ページ:
──────────

同社は2018年1月に「e-Palette Concept」を発表して、自動車会社から人々のさまざまな移動を支えるモビリティ・カンパニーへ変革することを宣言しており、同社初のAutono-MaaS(Autonomous VehicleとMaaS:Mobility-as-a-Serviceを融合させた造語)専用EVとしてe-Palette(東京2020仕様)を東京2020大会に十数台提供。選手村内の巡回バスとして選手や大会関係者の移動をサポートする。
前後対称の箱型デザインのe-Palette(東京2020仕様)
e-Palette(東京2020仕様)は前後対称の箱型デザインを採用し、タイヤを四隅に配置することで広い室内空間を確保。車内は身長に関係なく使いやすい手すりやシート、色弱者にも配慮した色の明度差をつけた床・内装トリム・シートなど、”Mobility for All”の体現を目指した。

──────────

[ポインティングデータの抜き出し]
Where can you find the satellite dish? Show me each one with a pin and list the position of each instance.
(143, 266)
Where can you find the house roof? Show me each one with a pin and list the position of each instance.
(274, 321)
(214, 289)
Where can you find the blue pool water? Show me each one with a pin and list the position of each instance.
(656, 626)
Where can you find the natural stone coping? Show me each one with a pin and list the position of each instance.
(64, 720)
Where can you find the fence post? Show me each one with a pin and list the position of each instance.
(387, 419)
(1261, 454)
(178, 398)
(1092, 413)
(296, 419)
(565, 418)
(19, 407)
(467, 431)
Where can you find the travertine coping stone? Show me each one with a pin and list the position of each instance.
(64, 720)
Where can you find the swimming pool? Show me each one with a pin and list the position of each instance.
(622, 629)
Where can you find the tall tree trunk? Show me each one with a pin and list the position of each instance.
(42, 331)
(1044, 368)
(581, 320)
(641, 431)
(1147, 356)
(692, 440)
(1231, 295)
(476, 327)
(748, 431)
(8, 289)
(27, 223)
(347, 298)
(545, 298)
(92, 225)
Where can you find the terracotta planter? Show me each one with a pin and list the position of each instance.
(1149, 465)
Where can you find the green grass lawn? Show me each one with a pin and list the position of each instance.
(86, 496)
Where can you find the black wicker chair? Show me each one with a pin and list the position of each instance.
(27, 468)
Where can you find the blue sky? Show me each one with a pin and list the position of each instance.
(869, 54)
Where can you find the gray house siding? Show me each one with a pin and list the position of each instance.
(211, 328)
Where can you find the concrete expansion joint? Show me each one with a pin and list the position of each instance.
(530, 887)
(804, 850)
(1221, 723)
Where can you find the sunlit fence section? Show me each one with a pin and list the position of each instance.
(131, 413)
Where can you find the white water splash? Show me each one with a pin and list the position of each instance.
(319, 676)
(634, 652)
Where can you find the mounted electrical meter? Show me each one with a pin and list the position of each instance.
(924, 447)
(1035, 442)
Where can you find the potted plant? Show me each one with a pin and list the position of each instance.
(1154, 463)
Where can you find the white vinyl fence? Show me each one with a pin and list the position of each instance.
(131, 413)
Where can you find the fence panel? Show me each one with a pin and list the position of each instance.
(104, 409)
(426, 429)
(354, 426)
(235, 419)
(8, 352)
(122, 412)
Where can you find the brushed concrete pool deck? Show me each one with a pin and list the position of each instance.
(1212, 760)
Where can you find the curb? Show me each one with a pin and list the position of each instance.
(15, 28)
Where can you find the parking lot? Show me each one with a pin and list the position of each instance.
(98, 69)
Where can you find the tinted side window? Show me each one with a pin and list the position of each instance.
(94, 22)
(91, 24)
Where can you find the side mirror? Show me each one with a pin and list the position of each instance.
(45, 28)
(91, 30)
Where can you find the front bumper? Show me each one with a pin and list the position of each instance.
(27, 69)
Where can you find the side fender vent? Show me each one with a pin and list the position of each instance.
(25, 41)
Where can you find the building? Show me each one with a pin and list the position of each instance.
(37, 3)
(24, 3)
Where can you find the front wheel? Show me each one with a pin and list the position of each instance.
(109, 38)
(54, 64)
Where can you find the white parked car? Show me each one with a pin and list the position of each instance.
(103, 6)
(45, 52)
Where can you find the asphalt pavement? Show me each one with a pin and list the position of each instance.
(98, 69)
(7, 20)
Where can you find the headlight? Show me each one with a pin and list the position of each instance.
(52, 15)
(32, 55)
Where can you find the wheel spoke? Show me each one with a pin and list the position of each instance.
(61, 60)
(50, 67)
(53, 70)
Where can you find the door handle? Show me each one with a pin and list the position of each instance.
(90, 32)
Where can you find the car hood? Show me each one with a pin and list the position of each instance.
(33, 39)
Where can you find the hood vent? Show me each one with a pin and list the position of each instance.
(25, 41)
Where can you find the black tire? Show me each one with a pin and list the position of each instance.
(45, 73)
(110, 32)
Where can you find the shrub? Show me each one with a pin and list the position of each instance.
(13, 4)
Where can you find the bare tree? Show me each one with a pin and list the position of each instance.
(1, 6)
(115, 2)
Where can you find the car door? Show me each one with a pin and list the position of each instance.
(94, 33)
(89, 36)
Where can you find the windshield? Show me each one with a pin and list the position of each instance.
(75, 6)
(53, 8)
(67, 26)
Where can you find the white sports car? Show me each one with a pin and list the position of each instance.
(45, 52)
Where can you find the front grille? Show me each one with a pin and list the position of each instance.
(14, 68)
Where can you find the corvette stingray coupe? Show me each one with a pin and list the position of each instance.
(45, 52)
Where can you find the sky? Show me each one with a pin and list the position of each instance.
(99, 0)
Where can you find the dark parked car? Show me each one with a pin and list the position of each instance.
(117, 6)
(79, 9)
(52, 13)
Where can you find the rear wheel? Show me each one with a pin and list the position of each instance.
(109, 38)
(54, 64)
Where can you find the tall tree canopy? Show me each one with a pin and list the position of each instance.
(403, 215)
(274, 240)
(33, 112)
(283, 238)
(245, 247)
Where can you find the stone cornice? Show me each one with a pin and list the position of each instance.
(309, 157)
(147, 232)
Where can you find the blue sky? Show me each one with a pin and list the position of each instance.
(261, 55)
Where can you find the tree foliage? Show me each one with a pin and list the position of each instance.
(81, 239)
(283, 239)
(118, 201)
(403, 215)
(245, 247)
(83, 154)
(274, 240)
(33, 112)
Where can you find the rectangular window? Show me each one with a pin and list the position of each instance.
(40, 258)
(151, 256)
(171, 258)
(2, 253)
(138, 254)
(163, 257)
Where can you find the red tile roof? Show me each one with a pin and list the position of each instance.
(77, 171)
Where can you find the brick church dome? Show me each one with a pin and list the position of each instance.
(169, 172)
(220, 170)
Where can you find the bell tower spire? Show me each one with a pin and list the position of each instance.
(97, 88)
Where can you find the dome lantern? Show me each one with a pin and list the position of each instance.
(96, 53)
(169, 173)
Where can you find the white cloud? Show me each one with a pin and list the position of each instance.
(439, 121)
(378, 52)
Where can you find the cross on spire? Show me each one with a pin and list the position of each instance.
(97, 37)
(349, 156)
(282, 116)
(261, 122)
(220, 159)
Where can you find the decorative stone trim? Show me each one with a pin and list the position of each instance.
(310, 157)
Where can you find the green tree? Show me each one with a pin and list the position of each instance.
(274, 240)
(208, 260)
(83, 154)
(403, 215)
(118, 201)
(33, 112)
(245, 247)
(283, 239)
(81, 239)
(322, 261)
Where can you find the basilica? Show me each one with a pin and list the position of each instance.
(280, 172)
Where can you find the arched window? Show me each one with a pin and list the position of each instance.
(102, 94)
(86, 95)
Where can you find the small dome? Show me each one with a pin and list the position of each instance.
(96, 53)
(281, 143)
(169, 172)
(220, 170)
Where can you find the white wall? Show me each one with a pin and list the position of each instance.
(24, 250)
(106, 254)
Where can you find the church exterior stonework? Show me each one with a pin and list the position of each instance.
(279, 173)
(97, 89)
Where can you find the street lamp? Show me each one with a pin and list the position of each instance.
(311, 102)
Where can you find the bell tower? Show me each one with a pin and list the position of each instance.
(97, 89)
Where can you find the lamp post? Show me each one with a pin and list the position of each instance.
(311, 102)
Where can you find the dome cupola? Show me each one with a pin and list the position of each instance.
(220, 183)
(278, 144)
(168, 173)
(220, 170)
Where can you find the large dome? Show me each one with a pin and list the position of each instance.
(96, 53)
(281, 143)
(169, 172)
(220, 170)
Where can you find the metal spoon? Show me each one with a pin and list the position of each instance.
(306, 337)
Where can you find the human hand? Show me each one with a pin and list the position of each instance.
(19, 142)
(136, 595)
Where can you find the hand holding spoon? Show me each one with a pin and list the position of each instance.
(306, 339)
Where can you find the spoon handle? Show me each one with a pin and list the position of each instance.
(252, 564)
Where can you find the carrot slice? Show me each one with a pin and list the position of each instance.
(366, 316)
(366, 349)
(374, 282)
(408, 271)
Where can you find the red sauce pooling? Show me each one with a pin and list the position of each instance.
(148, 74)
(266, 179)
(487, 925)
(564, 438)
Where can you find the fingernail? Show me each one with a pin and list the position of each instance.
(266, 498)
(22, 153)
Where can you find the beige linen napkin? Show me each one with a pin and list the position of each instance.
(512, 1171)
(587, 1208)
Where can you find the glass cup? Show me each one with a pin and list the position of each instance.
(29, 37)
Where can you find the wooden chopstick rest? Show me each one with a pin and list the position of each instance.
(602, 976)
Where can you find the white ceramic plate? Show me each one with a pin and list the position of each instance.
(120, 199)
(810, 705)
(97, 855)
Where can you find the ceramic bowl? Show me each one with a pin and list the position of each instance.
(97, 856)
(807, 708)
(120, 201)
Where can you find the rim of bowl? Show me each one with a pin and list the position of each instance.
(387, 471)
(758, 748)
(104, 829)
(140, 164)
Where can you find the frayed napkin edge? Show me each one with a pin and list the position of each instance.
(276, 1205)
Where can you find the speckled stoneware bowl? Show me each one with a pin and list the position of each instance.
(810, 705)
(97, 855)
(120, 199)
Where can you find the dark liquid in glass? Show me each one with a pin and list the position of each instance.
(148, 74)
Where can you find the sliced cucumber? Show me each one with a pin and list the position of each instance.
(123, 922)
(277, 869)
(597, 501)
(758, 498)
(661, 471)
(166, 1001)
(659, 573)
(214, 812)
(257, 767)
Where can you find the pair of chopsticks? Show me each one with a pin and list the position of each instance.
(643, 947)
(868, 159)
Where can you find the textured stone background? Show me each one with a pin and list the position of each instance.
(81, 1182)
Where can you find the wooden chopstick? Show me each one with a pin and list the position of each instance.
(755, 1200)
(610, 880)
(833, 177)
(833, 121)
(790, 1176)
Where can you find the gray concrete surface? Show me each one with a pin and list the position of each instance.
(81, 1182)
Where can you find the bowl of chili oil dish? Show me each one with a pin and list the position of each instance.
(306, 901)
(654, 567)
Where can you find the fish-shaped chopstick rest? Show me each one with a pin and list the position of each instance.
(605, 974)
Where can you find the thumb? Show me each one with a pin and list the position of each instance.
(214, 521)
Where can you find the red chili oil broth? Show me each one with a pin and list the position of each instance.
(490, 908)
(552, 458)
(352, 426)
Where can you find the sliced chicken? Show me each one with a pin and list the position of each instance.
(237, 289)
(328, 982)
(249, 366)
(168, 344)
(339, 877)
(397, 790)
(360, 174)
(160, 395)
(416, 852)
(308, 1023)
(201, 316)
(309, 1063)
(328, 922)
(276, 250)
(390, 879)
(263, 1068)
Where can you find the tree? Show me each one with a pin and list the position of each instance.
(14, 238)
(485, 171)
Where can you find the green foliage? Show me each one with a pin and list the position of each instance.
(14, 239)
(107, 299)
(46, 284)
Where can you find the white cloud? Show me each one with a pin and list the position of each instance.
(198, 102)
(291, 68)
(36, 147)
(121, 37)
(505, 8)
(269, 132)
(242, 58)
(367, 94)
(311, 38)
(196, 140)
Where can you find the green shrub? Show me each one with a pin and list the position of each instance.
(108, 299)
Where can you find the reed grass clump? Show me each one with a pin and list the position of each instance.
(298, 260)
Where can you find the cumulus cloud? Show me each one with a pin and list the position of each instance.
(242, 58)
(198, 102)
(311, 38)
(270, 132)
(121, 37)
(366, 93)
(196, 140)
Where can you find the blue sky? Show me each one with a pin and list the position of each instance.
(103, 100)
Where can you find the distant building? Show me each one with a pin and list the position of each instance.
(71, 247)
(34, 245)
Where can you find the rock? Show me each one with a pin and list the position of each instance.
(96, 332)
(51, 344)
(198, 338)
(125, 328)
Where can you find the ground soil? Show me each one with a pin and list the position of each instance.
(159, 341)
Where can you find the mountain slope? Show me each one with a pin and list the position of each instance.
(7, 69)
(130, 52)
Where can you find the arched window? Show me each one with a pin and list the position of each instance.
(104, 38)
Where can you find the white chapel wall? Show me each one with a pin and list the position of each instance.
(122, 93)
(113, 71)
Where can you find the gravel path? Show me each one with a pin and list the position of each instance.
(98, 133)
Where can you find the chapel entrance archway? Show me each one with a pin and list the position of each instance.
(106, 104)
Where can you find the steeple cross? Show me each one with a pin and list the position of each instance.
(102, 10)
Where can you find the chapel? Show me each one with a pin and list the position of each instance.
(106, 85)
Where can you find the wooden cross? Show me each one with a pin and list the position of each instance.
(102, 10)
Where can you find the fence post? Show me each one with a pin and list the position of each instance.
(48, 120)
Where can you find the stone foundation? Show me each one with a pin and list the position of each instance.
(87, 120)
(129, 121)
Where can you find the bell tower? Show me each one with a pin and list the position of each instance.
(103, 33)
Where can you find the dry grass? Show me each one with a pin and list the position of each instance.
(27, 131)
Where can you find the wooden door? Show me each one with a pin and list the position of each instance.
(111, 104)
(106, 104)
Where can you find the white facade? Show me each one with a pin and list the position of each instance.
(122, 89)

──────────

やること:
- A) e-Paletteの文章について、次の問いに答えてください。
(i) 「e-Palette Concept」が発表されたのは何年何月ですか。
(ii) 東京2020大会で、e-Paletteは選手村の中で何として使われますか。
(iii) 広い室内空間を確保するため、タイヤはどこに配置されていますか。
- B) e-Paletteの文章を、最後の文のあとから続けて書いてください。

答え:
- A)
(i) 2018年1月
(ii) 巡回バス
(iii) 四隅

- B)
最大4名の車いすユーザーが乗車可能で、ロングホイールベース、フラットフロアといった特長のほか、大開口スライドドア、低床フロア、電動スロープ、停留所への正着制御の採用により車いすユーザーを含めた複数人のスムーズな乗降を実現させた。
SAE4レベル4相当の低速自動運転を実現させたe-Palette(東京2020仕様)には、トヨタの車両制御プラットフォームに専用開発の自動運転システム(自動運転制御ハードウェアやソフトウェア、カメラや5台のLiDARなどのセンサー)を搭載し、さらに高精度3Dマップと運行管理によって低速自動運転を実現させた。
安全性では、周囲360度の障害物を常に検知し、周囲の状況に応じて最適な速度で運行。また、システム異常時には、車両に同乗するオペレーターが安全に車両を停止できる緊急停止ブレーキを装備。自動運転時に歩行者とコミュニケーションができるよう、アイコンタクトのように車両の状況を周りに知らせるフロントやリアのランプを採用した。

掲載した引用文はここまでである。